→ Text block:
────────────────────
The Christmas lights twinkled, and my French press coffee was hot in my insulated mug, when I sat down to write an hour before my rheumatologist appointment. It was gray, listless, and cold outside but warm and bright inside. My heart felt somewhere between the two: a tiny bit hopeful, a little numb — lukewarm, like my coffee would soon become. This appointment was to check on a positive preliminary test for any number of autoimmune diseases that I’m hereditarily prone to.
One of my biggest fears was looming, but it’d be a while before any clear direction or answers came. I knew this, and I was at peace with it the day of the initial appointment. But when I’d received the lab result a few months prior? Defeat knocked me on my rear end, and fear swept in like a sudden blizzard. When would the proverbial other shoe drop and usher in a new season of chronic pain? This was the question that spoke my biggest fear. I’d grown up with chronic pain in the form of hip dysplasia from age eleven until twenty-two when God healed me through hip replacements.
I thought I was done with chronic pain — and now there was a chance of it coming back in a new form.
When our bodies go through trauma, even if it’s to activate a removal of pain, our hearts never forget. They carry scars of their own that ache a little when physical pain reappears.
Memory is a powerful thing, both in our bodies and in our souls. Muscle memory has to relearn how to walk on a new joint like I did. Our soul’s memory learns to be extremely cautious and stingy with our hope, doubting something good could happen.
────────────────────
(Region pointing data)
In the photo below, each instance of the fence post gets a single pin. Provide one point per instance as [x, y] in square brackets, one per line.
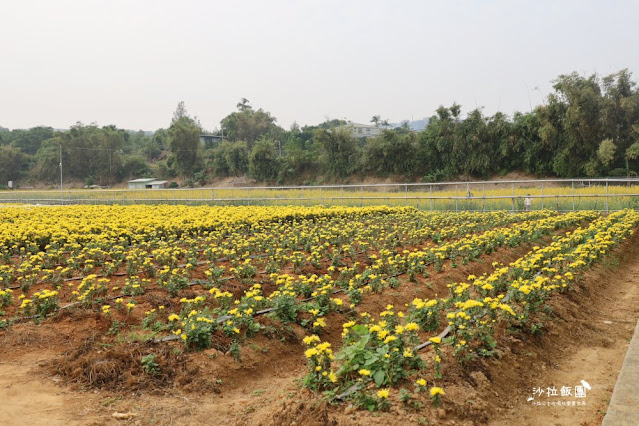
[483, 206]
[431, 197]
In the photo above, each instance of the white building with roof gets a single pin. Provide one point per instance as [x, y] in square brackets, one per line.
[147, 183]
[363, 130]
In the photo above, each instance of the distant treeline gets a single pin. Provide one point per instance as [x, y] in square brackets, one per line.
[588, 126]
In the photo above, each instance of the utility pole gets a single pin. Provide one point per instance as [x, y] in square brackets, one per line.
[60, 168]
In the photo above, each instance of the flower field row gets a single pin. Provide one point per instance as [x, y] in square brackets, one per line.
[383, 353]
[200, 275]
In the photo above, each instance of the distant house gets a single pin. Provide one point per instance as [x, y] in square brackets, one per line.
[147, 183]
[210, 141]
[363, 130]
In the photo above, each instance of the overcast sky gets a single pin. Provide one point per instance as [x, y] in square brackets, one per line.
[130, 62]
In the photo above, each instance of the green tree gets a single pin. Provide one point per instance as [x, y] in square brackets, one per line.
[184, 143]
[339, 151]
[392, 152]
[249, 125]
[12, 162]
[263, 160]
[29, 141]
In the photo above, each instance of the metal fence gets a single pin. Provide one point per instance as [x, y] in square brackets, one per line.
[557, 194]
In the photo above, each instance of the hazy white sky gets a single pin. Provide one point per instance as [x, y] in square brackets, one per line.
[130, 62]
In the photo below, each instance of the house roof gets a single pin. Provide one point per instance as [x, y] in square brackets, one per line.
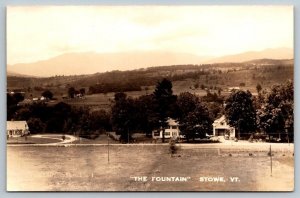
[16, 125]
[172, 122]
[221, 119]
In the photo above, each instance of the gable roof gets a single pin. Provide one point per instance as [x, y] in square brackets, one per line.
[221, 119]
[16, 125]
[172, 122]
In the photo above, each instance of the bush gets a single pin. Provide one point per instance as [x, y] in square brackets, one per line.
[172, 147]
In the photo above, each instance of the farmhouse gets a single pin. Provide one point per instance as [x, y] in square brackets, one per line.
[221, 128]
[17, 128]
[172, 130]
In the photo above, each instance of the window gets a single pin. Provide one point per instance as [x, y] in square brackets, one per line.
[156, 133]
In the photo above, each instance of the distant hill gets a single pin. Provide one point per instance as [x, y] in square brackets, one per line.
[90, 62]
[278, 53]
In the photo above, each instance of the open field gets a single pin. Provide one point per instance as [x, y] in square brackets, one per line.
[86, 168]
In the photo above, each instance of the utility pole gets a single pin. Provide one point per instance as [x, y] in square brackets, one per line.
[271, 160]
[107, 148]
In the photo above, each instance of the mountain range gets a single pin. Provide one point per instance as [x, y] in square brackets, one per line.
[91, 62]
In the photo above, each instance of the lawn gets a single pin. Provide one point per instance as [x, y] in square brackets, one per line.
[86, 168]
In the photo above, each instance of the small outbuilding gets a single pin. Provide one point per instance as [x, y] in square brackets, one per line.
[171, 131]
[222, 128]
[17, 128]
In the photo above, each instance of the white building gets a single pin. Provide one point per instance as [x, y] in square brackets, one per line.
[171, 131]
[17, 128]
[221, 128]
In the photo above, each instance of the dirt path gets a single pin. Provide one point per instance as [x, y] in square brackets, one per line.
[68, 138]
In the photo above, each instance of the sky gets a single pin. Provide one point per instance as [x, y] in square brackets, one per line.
────────────────────
→ Questions:
#1 List the words that the essay on chronic pain uses to describe the weather outside on the day of the rheumatologist appointment.
#2 Carry on the essay on chronic pain from its final sentence, keeping its reflective first-person voice.
None of the rows is needed for this work.

→ Task responses:
#1 gray, listless, cold

#2
After my rheumatology appointment — where the doctor spoke with positivity and hope, ordering further labs but doubting they’d find anything — I began to breathe again. God then used my husband to tough-lovingly push me to confess and act on remembering, and it slowed my scattered spinning-in-anxiety over this mild health scare. I remembered what God had already done in my life, which reminded me of what He was capable of now. Remembering what God has done and how He has led in my past helped me choose courage and faith for my present and future.
Even if my fears do come to pass, He is the same God who moves mountains, sets the seas and skies in their boundaries, and so much more.
This whole remembrance idea is biblical. The entire Old Testament as well as much of the New Testament call for constant remembrance because God knows we are prone to forget. Psalm 77 is a prayer we can use to practice this remembrance in a tangible way when we need to process our emotional turmoil, fear, questions, and anxiety. In this psalm, Asaph is deeply disturbed and cannot be comforted — which I could so relate to at this point in my life, and let’s be honest, I can still relate to often.
Sometimes, the pain and trouble of life, the growing pains of seasons changing, or staying stagnant can steal our words like it did for Psalmist who was so troubled he couldn’t speak.
Have you had moments like this during these pandemic times in which we’ve been living for almost a year?
I said, “Let me remember my song in the night;
let me meditate in my heart.”
Then my spirit made a diligent search . . .
Psalm 77:6 (ESV)
This was intentional action, followed by Asaph asking himself, Do you believe God is who He said He is? Asaph knew the words God had spoken before — that He would not spurn forever, that His steadfast love would never cease but would endure for all generations (verses 7-8).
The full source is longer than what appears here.